------ EXTRAIT SOURCE

Boris Lurie, Portrait de ma mère avant sa mort. (© Boris Lurie Art Foundation)
À 13 ans, Boris Lurie réalise sa première œuvre, un nu, et ne s’arrête plus. L’artiste est autodidacte (il écrit dans ses carnets n’avoir “rien d’autre à faire que d’essayer”, une phrase choisie comme titre de l’exposition new-yorkaise) et refuse de jouer selon les règles du marché de l’art. C’est pourquoi, en 1959, dix ans après son arrivée sur la côte est états-unienne, il crée NO!art, un “mouvement radical avant-gardiste contre l’establishment artistique”.
Une vie en décalage
Boris Lurie exècre le marché de l’art qui, semble-t-il, le lui rend bien. “Pour la plupart, les critiques et conservateurs de l’époque rejetaient Lurie et NO!art”, écrit la fondation du peintre. “Il n’a jamais vendu une toile, il vivait dans des taudis […]. C’était quelqu’un de compliqué”, déclarait son président, Anthony Lurie, à l’ouverture de l’exposition new-yorkaise, déclare The Guardian.

------------
------ ENREGISTREMENTS PRÉSENTÉS

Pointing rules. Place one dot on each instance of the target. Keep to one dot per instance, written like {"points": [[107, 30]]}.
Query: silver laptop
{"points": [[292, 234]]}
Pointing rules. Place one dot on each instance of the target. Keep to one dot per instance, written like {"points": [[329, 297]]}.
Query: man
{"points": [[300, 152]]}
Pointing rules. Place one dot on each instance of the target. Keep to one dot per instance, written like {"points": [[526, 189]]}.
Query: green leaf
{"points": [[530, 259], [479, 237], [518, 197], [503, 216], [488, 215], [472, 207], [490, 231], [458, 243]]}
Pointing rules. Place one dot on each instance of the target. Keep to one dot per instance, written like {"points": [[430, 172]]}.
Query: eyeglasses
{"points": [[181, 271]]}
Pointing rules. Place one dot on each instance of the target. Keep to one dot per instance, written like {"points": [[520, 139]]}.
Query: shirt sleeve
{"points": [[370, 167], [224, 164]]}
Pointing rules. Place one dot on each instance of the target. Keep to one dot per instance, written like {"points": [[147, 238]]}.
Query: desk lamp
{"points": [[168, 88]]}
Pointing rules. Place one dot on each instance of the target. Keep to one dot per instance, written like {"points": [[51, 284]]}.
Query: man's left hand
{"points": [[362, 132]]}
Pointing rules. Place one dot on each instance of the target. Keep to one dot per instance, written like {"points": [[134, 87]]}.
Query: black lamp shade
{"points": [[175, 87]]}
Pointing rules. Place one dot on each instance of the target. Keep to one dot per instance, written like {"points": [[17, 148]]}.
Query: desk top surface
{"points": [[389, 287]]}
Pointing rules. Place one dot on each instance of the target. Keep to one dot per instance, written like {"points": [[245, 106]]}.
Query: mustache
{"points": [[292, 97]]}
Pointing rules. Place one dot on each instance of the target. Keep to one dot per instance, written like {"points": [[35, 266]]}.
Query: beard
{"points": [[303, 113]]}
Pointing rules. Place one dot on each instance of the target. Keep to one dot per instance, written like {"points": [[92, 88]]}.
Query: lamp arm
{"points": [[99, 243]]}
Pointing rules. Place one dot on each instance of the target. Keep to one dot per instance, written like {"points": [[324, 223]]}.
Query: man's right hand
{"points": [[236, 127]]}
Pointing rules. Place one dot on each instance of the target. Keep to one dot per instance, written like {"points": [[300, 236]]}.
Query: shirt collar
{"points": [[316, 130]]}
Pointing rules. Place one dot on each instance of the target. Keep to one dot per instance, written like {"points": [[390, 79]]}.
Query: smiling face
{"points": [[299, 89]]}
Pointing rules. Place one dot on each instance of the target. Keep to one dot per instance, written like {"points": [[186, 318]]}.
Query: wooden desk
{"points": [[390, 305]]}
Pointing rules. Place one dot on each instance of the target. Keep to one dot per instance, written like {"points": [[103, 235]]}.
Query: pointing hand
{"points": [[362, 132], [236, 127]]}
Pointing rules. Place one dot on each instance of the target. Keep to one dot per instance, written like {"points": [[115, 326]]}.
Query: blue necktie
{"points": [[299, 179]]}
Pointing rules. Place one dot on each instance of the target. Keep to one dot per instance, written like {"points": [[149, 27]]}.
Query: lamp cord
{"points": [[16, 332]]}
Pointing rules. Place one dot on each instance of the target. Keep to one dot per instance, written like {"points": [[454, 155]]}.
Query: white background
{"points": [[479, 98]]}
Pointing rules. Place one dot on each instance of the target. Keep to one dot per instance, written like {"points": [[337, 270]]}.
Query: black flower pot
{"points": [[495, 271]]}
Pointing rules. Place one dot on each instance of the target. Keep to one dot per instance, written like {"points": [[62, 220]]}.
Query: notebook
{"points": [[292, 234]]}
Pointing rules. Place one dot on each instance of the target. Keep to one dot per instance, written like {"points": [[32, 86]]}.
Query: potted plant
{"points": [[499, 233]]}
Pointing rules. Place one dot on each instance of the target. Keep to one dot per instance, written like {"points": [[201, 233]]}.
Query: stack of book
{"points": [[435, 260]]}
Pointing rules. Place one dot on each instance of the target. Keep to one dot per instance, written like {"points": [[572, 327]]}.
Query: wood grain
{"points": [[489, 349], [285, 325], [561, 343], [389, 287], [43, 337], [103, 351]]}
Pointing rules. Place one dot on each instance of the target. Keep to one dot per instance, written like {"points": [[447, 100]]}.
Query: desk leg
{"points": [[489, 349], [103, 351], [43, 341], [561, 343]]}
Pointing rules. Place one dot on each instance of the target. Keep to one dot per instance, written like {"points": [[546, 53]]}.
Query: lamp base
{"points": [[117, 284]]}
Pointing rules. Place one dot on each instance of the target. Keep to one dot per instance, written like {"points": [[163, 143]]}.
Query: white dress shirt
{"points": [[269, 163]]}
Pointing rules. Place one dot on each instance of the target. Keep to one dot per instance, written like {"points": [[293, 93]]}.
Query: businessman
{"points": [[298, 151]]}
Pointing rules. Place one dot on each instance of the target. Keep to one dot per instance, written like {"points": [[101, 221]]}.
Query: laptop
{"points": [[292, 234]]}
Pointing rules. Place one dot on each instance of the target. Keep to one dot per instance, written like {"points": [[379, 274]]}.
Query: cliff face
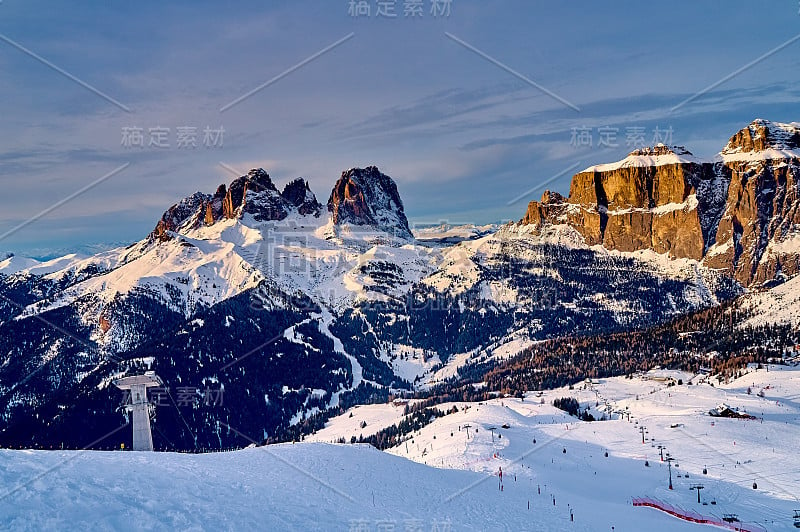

------------

- _CONSIGNES À TRAITER_
1. Recopiez le passage de l'extrait sur Boris Lurie qui commence par les mots « À 13 ans, Boris » et s'achève sur « déclare The Guardian. », en remplaçant « taudis » par « logements insalubres ».
2. D'après l'extrait sur Boris Lurie, en quelle année l'artiste fonde-t-il NO!art ?
Le listing forme un matériau à part, indépendant de l'extrait sur Boris Lurie.

- _RÉPONSES DANS L'ORDRE_
1.
À 13 ans, Boris Lurie réalise sa première œuvre, un nu, et ne s’arrête plus. L’artiste est autodidacte (il écrit dans ses carnets n’avoir “rien d’autre à faire que d’essayer”, une phrase choisie comme titre de l’exposition new-yorkaise) et refuse de jouer selon les règles du marché de l’art. C’est pourquoi, en 1959, dix ans après son arrivée sur la côte est états-unienne, il crée NO!art, un “mouvement radical avant-gardiste contre l’establishment artistique”.
Une vie en décalage
Boris Lurie exècre le marché de l’art qui, semble-t-il, le lui rend bien. “Pour la plupart, les critiques et conservateurs de l’époque rejetaient Lurie et NO!art”, écrit la fondation du peintre. “Il n’a jamais vendu une toile, il vivait dans des logements insalubres […]. C’était quelqu’un de compliqué”, déclarait son président, Anthony Lurie, à l’ouverture de l’exposition new-yorkaise, déclare The Guardian.

2. En 1959.